╭─ MATERIAL PROVIDED
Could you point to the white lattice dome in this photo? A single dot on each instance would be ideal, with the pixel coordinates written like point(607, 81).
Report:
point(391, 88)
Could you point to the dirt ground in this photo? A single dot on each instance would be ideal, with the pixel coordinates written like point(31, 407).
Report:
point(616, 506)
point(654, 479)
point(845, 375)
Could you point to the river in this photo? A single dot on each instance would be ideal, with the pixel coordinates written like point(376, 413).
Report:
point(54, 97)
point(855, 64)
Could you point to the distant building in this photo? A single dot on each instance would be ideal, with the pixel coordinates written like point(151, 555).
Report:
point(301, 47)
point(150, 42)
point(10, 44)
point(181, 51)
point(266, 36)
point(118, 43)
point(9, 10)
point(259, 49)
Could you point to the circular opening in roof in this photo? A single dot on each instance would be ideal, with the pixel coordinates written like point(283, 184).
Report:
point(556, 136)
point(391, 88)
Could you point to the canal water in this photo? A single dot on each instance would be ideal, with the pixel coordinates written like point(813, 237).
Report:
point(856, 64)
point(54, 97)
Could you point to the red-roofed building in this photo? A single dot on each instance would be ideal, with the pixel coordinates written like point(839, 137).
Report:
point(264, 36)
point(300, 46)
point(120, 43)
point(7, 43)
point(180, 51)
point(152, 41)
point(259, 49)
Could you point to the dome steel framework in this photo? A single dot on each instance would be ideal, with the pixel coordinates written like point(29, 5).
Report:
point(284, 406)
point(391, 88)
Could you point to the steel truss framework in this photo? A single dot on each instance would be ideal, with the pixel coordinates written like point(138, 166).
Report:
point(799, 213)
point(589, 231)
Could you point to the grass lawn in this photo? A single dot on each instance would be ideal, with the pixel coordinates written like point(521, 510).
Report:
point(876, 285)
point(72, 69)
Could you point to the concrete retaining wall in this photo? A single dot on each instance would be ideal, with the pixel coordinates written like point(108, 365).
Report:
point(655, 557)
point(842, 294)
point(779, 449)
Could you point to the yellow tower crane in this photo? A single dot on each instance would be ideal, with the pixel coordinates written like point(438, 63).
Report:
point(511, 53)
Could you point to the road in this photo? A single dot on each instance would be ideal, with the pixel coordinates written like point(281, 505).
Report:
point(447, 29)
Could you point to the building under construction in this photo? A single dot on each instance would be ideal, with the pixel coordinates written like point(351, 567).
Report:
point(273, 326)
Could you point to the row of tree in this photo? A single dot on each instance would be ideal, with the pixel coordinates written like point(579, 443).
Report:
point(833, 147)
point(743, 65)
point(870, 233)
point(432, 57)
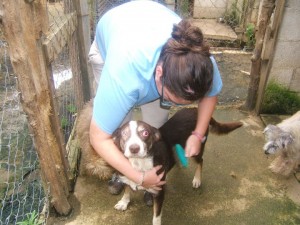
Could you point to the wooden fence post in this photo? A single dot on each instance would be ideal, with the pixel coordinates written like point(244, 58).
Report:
point(268, 52)
point(24, 24)
point(263, 21)
point(84, 43)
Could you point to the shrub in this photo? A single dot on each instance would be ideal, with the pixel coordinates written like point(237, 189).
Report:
point(280, 100)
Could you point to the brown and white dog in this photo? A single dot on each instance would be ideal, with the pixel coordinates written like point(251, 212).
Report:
point(146, 147)
point(283, 139)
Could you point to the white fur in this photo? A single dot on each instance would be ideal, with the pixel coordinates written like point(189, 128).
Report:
point(141, 164)
point(134, 139)
point(284, 140)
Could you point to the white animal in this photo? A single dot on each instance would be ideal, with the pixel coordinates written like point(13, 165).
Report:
point(283, 139)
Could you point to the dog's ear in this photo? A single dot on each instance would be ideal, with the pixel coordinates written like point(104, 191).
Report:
point(285, 139)
point(156, 134)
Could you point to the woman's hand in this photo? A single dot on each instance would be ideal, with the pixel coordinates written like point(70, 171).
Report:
point(193, 146)
point(152, 180)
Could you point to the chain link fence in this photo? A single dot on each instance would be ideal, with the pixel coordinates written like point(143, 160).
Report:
point(22, 192)
point(21, 189)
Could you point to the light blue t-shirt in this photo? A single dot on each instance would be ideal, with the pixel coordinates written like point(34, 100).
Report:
point(130, 38)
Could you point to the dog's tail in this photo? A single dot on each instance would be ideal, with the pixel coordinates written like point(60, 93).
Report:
point(223, 128)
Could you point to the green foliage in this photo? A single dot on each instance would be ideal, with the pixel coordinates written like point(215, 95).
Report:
point(280, 100)
point(32, 219)
point(250, 34)
point(231, 17)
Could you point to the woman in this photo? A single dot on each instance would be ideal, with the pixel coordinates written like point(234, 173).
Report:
point(152, 59)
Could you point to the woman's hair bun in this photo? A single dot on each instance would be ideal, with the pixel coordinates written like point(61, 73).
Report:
point(187, 34)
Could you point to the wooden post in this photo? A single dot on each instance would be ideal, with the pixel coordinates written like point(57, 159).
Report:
point(266, 12)
point(24, 24)
point(84, 43)
point(268, 53)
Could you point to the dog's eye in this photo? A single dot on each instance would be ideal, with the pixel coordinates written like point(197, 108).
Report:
point(124, 133)
point(145, 133)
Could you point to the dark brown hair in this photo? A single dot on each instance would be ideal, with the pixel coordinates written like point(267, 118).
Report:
point(187, 68)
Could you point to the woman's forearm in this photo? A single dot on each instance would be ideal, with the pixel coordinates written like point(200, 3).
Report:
point(206, 108)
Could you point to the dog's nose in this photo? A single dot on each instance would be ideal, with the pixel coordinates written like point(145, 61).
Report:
point(134, 148)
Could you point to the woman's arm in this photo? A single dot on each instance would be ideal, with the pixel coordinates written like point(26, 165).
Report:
point(206, 108)
point(105, 147)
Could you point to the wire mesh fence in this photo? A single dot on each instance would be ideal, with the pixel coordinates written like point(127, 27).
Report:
point(21, 189)
point(22, 192)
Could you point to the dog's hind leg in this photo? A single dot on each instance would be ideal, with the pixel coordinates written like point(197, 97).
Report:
point(198, 174)
point(157, 207)
point(123, 203)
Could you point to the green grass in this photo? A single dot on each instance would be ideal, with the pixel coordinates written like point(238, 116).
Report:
point(280, 100)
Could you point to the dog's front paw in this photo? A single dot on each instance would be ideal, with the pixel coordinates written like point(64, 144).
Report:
point(196, 182)
point(121, 205)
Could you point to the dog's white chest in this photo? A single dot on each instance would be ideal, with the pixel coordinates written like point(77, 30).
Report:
point(143, 164)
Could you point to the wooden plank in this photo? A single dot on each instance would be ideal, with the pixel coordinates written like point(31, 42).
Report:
point(22, 28)
point(84, 44)
point(265, 15)
point(57, 39)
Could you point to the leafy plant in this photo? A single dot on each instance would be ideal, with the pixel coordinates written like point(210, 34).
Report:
point(250, 34)
point(280, 100)
point(231, 16)
point(32, 219)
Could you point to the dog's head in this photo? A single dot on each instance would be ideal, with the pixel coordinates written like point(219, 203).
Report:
point(277, 139)
point(135, 138)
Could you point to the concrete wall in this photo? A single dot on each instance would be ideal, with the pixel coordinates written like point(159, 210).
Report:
point(286, 63)
point(209, 9)
point(212, 9)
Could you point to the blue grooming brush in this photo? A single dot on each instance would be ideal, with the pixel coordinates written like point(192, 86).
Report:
point(181, 155)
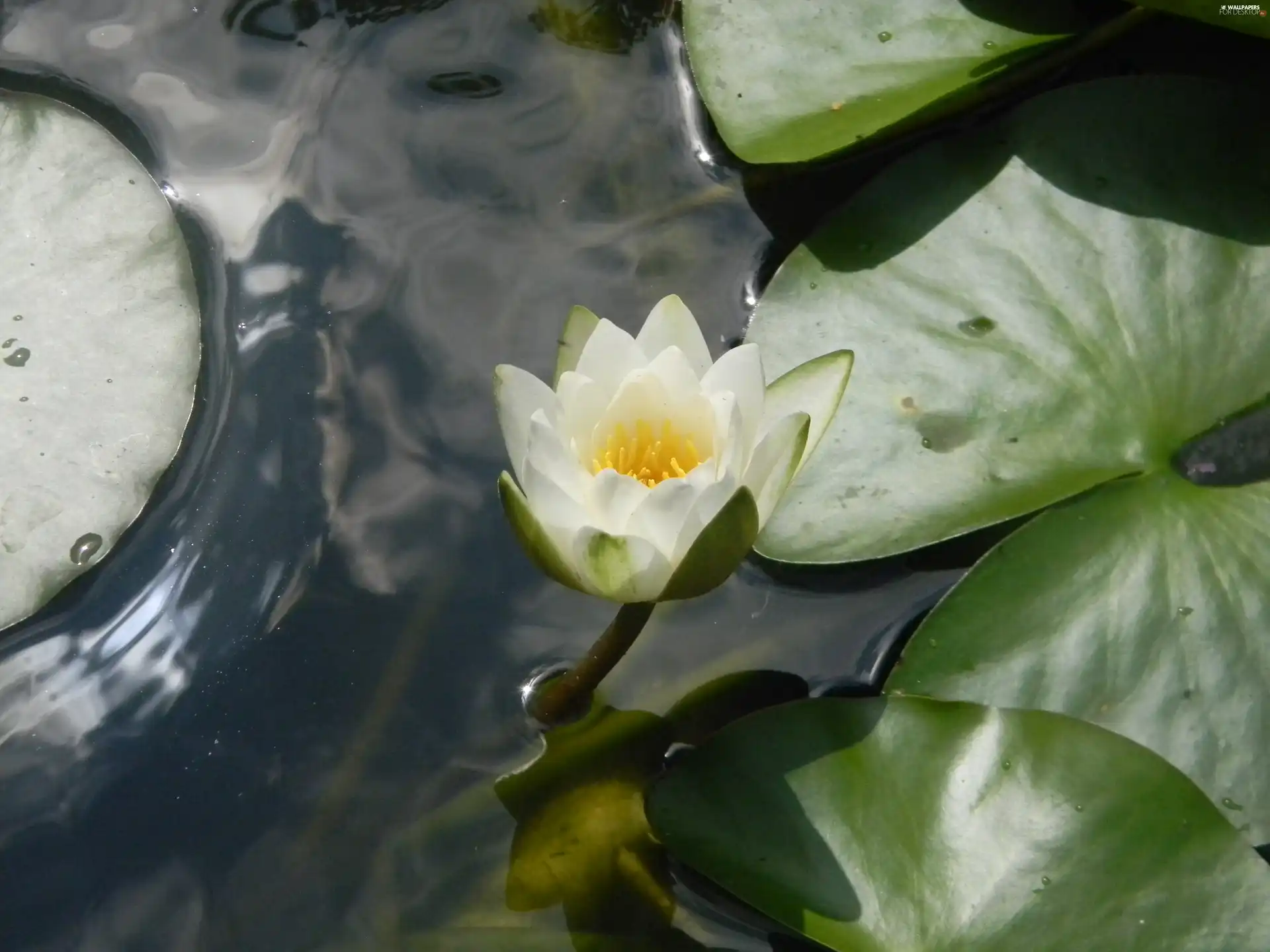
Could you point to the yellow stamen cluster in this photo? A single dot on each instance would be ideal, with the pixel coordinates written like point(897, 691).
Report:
point(647, 456)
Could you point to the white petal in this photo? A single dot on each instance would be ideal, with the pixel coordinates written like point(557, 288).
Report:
point(671, 324)
point(582, 404)
point(705, 508)
point(620, 568)
point(775, 461)
point(578, 328)
point(558, 463)
point(559, 513)
point(730, 444)
point(610, 356)
point(814, 387)
point(661, 516)
point(614, 496)
point(642, 397)
point(519, 395)
point(741, 371)
point(676, 374)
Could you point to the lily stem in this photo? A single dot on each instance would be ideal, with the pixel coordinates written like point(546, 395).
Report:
point(562, 697)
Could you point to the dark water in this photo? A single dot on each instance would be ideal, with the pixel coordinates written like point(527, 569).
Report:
point(270, 720)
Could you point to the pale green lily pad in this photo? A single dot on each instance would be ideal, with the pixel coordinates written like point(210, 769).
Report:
point(790, 80)
point(1053, 301)
point(1246, 18)
point(1143, 607)
point(101, 346)
point(912, 825)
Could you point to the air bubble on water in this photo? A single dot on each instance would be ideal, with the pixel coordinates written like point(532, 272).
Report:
point(85, 547)
point(977, 327)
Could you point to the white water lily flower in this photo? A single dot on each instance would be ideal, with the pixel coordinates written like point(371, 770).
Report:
point(650, 470)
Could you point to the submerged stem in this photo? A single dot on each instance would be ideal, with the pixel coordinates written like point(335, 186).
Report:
point(563, 696)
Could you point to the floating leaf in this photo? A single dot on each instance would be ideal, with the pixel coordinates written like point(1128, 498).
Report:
point(1143, 607)
point(582, 840)
point(789, 80)
point(1053, 301)
point(908, 824)
point(99, 343)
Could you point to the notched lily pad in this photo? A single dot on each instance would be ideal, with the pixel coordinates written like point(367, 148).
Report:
point(790, 80)
point(582, 840)
point(1057, 300)
point(99, 342)
point(906, 824)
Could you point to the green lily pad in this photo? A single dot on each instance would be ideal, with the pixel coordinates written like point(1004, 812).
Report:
point(101, 346)
point(582, 841)
point(1060, 299)
point(907, 824)
point(790, 80)
point(1246, 18)
point(1143, 607)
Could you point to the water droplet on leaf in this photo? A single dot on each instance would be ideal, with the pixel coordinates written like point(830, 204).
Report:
point(85, 547)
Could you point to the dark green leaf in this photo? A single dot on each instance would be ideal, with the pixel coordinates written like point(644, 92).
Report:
point(1143, 607)
point(1038, 307)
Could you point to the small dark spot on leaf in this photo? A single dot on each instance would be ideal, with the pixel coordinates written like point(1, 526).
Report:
point(466, 85)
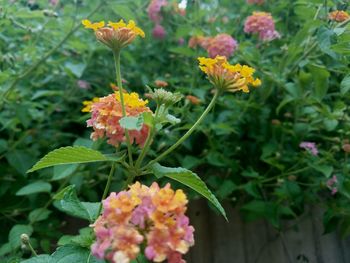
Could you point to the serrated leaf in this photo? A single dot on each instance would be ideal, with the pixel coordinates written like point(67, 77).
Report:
point(132, 123)
point(189, 179)
point(39, 259)
point(70, 155)
point(39, 214)
point(33, 188)
point(16, 232)
point(70, 204)
point(70, 253)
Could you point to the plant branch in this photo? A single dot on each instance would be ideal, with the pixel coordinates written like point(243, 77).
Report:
point(188, 133)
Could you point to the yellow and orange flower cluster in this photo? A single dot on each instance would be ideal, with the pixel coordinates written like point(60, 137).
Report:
point(151, 215)
point(339, 16)
point(116, 34)
point(106, 113)
point(227, 77)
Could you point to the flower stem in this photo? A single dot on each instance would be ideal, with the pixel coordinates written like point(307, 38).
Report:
point(187, 134)
point(148, 141)
point(120, 88)
point(108, 185)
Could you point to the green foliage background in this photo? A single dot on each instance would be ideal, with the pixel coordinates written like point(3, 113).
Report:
point(247, 150)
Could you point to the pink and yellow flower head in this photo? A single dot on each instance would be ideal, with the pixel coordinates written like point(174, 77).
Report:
point(339, 16)
point(227, 77)
point(153, 216)
point(106, 113)
point(261, 23)
point(116, 34)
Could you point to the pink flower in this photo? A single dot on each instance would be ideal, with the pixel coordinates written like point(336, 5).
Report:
point(259, 2)
point(332, 184)
point(181, 41)
point(261, 23)
point(310, 146)
point(151, 215)
point(158, 32)
point(83, 84)
point(222, 45)
point(154, 10)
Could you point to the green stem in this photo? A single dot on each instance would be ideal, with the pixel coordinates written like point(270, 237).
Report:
point(188, 133)
point(31, 249)
point(120, 88)
point(148, 141)
point(108, 185)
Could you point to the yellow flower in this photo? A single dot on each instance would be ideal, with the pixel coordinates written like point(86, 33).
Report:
point(225, 76)
point(95, 26)
point(116, 34)
point(88, 104)
point(132, 100)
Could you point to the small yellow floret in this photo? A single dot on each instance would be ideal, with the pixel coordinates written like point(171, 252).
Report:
point(117, 25)
point(88, 104)
point(95, 26)
point(132, 100)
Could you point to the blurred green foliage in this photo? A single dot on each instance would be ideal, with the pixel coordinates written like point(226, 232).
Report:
point(247, 149)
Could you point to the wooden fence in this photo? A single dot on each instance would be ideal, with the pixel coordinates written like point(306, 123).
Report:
point(238, 242)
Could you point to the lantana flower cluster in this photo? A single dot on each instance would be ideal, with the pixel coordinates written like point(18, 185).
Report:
point(220, 45)
point(116, 34)
point(339, 16)
point(227, 77)
point(309, 146)
point(106, 113)
point(259, 2)
point(262, 24)
point(153, 217)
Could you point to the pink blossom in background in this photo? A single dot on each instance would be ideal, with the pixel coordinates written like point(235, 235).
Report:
point(309, 146)
point(261, 23)
point(159, 32)
point(222, 45)
point(83, 84)
point(154, 10)
point(181, 41)
point(54, 2)
point(259, 2)
point(332, 184)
╰─
◆ EXERCISE DESCRIPTION
Lay out the data starting at the line containing "Could you point to the blurred" and ending at the line containing "point(153, 217)", both lines included, as a two-column CSV with the columns input and output. Give one row for each text and its answer, with each in a single quoted field and line breaks replaced by spaces.

◆ ANSWER BELOW
input,output
"Could you point to the blurred green foliage in this photo? A single dot on each instance would be ideal, with the pixel coordinates written like point(226, 232). Report:","point(247, 149)"
"Could you point to the wooden fence in this photo? A single dot on each instance would be ideal, with the pixel coordinates written like point(306, 123). Report:","point(238, 242)"
"Could you point to the lantana flower cluster in this photo? A single dot on each instance would be ideal, with the pixel coordinates written like point(18, 185). Report:","point(220, 45) point(116, 34) point(339, 16) point(227, 77) point(309, 146) point(106, 113) point(259, 2) point(262, 24) point(153, 217)"